WHAT IS NEEDED: According to the passage below on creditor standing in avoidance actions, how many elements does the Sixth Circuit require before a creditor may have standing to initiate an avoidance action?

ARTICLE:
##############################
Although never squarely addressing the issue, the Seventh Circuit has suggested that a creditor may bring a form of derivative suit in the name of the debtor to recover for allegedly fraudulent conveyances; however, the creditor must first "convince the court that the debtor was shirking its statutory responsibilities." In re Xonics Photochem., Inc., 841 F.2d 198, 203 (7th Cir. 1988) (citing In re Automated Bus. Sys., Inc., 642 F.2d 200 (6th Cir. 1981); In re Jones, 37 B.R. 969 (Bank. N.D. Tex. 1984); cf. Fox Valley AMC/Jeep, Inc. v. AM Credit Corp., 836 F.2d 366 (7th Cir. 1988)). This requirement is similar, in part, to the view adopted by the Sixth Circuit, which requires satisfaction of four elements before a creditor may have standing to initiate an avoidance action:

1) a demand has been made upon the statutorily authorized party to take action; 2) the demand is declined; 3) a colorable claim that would benefit the estate if successful exists, based on a cost-benefit analysis performed by the court, and 4) the inaction is an abuse of discretion ("unjustified") in light of the debtor-in-possession's duties in a Chapter 11 case. A creditor has met its burden to show standing to file an avoidance action if it has fulfilled the first three requirements and the trustee or debtor-in-possession declined to take action without stating a reason. The burden then shifts to the debtor-in-possession to establish, by a preponderance of the evidence, that its reason for not acting is justified.
##############################
GIVEN RECORDS:
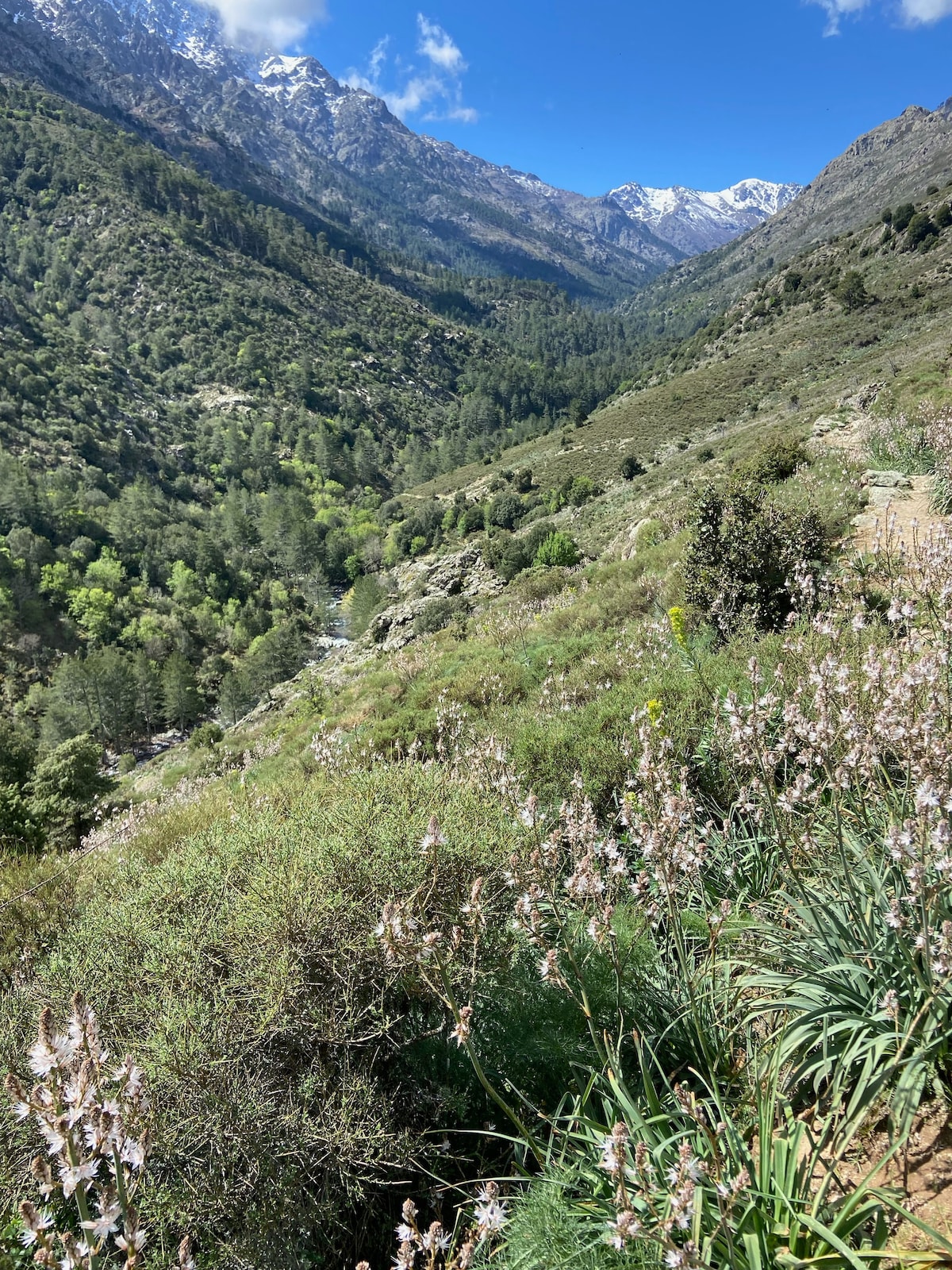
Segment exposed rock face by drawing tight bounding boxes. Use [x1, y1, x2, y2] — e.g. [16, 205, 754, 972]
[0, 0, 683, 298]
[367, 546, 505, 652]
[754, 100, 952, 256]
##############################
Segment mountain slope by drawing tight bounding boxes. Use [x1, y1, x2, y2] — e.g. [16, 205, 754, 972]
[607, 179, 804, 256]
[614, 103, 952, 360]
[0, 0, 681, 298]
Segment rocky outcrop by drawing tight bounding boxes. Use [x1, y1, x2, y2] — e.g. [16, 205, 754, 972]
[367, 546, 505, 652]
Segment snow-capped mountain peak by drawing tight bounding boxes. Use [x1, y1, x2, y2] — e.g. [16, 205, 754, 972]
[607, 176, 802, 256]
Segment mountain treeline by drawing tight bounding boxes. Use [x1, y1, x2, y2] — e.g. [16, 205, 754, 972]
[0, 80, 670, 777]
##############################
COMPLETED TASK: Four elements.